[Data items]
Content starts
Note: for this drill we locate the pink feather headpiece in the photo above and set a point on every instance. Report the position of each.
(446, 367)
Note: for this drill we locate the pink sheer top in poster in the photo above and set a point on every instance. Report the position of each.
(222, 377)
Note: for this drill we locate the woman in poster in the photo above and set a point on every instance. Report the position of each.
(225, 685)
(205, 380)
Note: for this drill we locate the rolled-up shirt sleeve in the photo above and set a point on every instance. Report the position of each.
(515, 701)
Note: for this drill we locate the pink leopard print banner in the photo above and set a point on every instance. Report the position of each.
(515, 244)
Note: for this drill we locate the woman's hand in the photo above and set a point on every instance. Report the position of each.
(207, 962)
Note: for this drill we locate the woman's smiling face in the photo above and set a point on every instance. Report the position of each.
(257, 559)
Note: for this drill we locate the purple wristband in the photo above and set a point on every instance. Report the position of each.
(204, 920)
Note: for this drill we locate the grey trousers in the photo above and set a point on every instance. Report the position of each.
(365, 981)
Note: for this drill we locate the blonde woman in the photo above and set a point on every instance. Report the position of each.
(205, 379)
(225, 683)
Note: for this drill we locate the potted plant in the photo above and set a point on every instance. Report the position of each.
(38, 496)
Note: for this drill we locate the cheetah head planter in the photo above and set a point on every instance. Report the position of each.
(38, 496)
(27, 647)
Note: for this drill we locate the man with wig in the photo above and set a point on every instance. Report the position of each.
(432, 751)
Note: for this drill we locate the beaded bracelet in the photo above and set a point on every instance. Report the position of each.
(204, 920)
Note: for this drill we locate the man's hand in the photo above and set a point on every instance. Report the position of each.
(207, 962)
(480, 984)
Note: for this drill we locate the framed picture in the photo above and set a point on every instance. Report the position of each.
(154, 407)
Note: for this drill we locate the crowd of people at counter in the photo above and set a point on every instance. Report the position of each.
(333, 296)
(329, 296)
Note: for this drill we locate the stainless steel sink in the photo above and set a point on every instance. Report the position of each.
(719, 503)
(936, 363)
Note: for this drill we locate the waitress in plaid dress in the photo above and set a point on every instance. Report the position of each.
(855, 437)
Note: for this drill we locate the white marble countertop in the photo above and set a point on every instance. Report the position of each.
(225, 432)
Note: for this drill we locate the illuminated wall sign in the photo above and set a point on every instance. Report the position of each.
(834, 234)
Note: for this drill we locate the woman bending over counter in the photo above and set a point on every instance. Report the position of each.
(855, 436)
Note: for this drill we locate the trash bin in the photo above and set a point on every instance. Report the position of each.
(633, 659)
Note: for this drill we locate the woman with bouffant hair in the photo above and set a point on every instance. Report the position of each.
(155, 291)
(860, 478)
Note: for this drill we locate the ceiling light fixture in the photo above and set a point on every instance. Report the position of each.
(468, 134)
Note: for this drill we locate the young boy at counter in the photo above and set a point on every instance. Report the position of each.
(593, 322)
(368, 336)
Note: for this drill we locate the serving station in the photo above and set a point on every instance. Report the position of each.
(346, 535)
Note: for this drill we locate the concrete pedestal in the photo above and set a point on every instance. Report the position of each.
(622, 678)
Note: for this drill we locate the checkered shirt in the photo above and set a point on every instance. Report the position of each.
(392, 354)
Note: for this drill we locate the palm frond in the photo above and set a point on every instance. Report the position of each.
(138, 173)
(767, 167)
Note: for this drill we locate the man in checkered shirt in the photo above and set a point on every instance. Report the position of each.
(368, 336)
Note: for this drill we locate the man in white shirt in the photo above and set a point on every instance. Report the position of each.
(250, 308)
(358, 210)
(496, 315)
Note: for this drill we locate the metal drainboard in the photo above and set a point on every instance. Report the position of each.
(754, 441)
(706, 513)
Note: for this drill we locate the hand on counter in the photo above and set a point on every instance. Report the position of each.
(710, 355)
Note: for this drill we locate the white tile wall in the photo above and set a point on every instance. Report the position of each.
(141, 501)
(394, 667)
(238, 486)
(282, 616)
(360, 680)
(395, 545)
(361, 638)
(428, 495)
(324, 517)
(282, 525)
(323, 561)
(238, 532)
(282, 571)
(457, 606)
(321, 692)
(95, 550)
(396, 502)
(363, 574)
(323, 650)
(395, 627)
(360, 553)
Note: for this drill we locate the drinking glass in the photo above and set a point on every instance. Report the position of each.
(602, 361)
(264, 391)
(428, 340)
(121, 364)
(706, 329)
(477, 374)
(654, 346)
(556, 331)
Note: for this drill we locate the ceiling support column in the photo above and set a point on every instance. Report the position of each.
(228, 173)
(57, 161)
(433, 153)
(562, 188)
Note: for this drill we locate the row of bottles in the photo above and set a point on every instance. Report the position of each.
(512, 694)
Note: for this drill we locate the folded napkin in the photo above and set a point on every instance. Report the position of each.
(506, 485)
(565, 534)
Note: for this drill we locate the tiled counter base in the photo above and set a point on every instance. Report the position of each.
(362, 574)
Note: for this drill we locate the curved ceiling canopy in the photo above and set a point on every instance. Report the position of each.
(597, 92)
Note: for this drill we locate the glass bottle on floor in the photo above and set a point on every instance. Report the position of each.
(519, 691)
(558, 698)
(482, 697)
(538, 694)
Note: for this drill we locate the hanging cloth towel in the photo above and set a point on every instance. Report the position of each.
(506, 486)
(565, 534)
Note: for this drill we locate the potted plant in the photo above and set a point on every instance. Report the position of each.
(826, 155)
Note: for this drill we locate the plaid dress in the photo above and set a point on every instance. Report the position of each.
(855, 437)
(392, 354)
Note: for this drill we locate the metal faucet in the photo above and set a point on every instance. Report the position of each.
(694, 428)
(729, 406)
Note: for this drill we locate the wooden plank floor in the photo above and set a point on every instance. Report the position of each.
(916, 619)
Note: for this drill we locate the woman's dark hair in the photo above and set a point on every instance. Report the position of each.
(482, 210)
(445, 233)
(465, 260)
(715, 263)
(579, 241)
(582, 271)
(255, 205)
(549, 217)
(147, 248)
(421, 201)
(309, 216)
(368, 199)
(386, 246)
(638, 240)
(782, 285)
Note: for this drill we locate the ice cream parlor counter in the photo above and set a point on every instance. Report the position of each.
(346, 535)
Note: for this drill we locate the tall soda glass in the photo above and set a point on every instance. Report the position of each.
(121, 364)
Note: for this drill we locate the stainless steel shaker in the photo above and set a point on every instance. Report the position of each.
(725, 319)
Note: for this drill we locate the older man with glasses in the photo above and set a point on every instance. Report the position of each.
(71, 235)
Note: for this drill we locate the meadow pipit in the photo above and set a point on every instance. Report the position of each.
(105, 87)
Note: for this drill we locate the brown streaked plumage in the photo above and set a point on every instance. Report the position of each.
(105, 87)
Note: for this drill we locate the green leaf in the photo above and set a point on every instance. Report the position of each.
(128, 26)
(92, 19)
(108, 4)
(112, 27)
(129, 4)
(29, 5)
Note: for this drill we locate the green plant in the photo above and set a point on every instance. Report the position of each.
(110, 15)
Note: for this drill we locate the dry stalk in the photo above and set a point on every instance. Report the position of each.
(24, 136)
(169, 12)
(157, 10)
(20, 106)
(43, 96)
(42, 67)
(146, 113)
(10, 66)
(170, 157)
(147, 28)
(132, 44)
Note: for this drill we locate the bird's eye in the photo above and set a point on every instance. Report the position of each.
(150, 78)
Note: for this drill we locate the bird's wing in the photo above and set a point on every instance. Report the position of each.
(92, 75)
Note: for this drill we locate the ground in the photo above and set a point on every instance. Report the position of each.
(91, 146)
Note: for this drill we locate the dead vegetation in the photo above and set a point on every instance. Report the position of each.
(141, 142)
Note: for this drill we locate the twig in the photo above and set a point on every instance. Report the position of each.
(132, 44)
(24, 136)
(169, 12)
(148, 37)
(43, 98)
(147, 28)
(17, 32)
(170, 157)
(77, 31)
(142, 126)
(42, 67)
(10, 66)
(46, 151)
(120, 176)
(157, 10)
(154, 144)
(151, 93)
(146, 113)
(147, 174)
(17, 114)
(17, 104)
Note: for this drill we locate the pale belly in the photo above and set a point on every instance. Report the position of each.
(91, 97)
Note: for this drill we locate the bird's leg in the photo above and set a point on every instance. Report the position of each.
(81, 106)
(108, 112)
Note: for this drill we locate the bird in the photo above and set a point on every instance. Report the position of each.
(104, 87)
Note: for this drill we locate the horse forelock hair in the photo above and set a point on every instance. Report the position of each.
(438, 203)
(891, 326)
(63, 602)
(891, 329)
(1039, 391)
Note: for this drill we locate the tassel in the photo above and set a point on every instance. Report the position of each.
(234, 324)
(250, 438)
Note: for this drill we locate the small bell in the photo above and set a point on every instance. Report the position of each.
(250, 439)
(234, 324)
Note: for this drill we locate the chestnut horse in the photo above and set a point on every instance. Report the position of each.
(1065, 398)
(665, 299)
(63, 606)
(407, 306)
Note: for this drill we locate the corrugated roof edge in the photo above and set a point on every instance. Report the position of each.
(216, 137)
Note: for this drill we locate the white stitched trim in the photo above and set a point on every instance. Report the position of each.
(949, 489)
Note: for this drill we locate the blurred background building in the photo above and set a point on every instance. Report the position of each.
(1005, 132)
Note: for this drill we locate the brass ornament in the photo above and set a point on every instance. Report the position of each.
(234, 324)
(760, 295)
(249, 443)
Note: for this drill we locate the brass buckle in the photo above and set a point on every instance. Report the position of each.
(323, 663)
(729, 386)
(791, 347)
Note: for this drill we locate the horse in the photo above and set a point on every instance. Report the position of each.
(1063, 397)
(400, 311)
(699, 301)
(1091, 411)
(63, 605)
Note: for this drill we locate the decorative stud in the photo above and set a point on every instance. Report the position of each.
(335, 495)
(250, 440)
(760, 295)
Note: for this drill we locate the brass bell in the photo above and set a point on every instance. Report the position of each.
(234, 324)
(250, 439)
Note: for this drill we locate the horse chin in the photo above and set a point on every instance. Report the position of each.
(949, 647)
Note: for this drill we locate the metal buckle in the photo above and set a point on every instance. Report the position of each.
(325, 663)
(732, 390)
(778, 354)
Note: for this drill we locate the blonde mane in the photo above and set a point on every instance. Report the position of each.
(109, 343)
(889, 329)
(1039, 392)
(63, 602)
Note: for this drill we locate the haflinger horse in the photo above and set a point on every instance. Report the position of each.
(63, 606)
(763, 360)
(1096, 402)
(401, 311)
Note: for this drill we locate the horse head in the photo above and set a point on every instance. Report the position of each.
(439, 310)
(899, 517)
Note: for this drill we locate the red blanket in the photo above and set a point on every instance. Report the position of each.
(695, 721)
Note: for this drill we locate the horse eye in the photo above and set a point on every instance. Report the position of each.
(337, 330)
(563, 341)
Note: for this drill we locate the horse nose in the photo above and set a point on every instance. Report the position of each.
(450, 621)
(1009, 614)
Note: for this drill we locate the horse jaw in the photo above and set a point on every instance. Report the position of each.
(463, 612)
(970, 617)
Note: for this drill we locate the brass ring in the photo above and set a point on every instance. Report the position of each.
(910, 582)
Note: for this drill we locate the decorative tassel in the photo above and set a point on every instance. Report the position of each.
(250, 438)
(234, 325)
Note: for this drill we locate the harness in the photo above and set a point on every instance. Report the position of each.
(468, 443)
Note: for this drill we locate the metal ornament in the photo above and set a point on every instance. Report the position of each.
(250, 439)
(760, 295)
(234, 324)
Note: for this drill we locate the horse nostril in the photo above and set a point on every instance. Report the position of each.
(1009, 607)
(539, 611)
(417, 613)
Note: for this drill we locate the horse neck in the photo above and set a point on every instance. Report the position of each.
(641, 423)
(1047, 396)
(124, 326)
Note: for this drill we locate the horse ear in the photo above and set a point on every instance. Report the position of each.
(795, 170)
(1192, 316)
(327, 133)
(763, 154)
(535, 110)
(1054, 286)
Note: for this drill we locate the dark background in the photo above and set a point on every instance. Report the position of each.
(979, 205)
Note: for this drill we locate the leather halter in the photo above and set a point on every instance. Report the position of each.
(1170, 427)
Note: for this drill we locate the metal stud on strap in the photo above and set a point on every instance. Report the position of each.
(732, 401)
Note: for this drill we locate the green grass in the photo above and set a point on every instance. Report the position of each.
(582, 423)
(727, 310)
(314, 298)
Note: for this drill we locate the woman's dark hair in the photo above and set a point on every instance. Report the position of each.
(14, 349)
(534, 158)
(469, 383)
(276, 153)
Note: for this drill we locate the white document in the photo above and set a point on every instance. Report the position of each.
Content ends
* Problem to solve
Within the records above, the line carrying "Note: for this drill we locate the horse nostril" starts the range and the last line ends it. Set down that range exactly.

* Task output
Note: for this drill we locate the horse nostril in the photo above and set a point on every instance. Report the position of each.
(1009, 607)
(539, 611)
(417, 613)
Note: for this drill we locate the horse neck in the photo above and set a point on every instance. Report the position of each.
(641, 423)
(1047, 396)
(124, 326)
Note: for this drill we locate the horse ear in the photo above and set a point on every instance. Report the position of each.
(795, 170)
(1192, 316)
(327, 133)
(763, 154)
(535, 110)
(1054, 286)
Note: for this drill we locate the dark background in the photo above and set a point on every instance. Report the position of each.
(979, 205)
Note: for this drill we locate the leather halter in the photo above and set a point on every instance. Report the position of each.
(1170, 427)
Note: for this drill we locate the metal stud on strap in the photo above and set a point on every instance. Report the position of each.
(732, 401)
Note: for this drill we locate the green grass in the photo above and set a point on every instance. Report the position of each.
(582, 423)
(727, 310)
(314, 298)
Note: for this drill we locate the woman's dark hair in the photo above and set a point on every instance. Report the position of each.
(14, 349)
(534, 158)
(469, 383)
(276, 153)
Note: for this drill we locate the white document in the photo above and set a point on every instance. Report the position of each.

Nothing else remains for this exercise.